**WHAT IS BEING ASKED**
Could you set down all of the data again, exactly as it stands?

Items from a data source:
------------------------------------------------------------------------

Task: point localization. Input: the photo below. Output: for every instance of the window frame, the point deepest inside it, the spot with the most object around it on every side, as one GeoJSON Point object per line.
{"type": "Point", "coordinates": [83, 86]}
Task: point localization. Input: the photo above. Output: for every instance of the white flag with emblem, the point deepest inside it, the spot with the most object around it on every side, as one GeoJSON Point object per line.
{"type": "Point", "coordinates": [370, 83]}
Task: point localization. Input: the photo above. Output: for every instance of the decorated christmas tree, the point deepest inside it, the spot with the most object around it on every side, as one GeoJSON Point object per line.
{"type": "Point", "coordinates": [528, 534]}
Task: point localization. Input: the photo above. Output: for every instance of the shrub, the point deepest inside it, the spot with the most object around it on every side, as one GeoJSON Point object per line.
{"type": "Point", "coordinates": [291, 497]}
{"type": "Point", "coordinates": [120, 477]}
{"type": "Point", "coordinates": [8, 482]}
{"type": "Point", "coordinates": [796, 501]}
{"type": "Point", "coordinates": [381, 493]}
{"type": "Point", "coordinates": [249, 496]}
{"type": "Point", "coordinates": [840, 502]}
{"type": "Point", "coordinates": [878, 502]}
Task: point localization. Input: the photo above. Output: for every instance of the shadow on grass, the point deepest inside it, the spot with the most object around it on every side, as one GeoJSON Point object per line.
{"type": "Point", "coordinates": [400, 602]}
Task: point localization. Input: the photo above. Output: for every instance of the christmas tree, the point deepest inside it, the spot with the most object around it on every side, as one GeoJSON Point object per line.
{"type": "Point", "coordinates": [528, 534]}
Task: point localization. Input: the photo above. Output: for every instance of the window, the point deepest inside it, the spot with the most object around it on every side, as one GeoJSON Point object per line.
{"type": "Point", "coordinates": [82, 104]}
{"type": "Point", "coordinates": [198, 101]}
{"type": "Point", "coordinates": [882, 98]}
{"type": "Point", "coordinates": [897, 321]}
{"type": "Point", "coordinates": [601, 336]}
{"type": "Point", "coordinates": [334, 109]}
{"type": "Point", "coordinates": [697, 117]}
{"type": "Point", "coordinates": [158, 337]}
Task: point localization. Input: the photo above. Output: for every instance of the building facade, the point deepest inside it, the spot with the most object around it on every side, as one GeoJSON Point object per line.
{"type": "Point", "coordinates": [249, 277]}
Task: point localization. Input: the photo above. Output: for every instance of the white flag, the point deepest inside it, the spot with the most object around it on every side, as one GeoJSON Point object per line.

------------------------------------------------------------------------

**RESULT OF THE EXERCISE**
Task: point localization. Input: the photo below. Output: for every instance of the window frame, the point deepest inside it, the spot with the most object around it on every side, as one GeoJSON Point object per line.
{"type": "Point", "coordinates": [83, 86]}
Task: point localization. Input: the photo above. Output: for every instance of the white flag with emblem, the point deepest inside it, the spot with the most object around it on every side, as one GeoJSON Point object per line.
{"type": "Point", "coordinates": [370, 83]}
Task: point localization. Input: the photo above. Output: for every instance of the decorated christmas tree, the point deepest inside it, the spot with the most object around it on every side, as one GeoJSON Point object per line.
{"type": "Point", "coordinates": [528, 534]}
Task: point localization. Input: the photo above. Output: for every instance of the shrub, the point deepest inside it, the spot with the most object around it on every side, as one GeoJSON Point object per line.
{"type": "Point", "coordinates": [291, 497]}
{"type": "Point", "coordinates": [120, 477]}
{"type": "Point", "coordinates": [8, 482]}
{"type": "Point", "coordinates": [796, 501]}
{"type": "Point", "coordinates": [381, 493]}
{"type": "Point", "coordinates": [249, 496]}
{"type": "Point", "coordinates": [840, 502]}
{"type": "Point", "coordinates": [878, 502]}
Task: point localization. Input: the photo above. Output: for every instance of the shadow on grass, the point deepest inside it, the spot with the most object around it on every side, as one GeoJSON Point object per line.
{"type": "Point", "coordinates": [400, 602]}
Task: point localization. Input: the photo above. Output: for every instance of the christmas tree, the point deepest inside it, the spot with the most object around it on every side, as one GeoJSON Point object per line.
{"type": "Point", "coordinates": [528, 534]}
Task: point localization. Input: the photo above. Output: for every instance of the window, the point deepest inside it, the spot with the most object around it on every side, as one GeoJSON Point object per line.
{"type": "Point", "coordinates": [82, 104]}
{"type": "Point", "coordinates": [198, 101]}
{"type": "Point", "coordinates": [882, 98]}
{"type": "Point", "coordinates": [897, 321]}
{"type": "Point", "coordinates": [601, 336]}
{"type": "Point", "coordinates": [334, 109]}
{"type": "Point", "coordinates": [697, 117]}
{"type": "Point", "coordinates": [158, 337]}
Task: point localization. Input: the photo above. Output: for every instance of the building facade, the point deepest inside it, the spot with the most object around it on every side, as one GeoJSON Point object per line.
{"type": "Point", "coordinates": [249, 277]}
Task: point localization. Input: the photo above. Output: for every instance of the white flag, the point deepest inside it, the spot with the most object around it on every side, as one GeoJSON Point object per line.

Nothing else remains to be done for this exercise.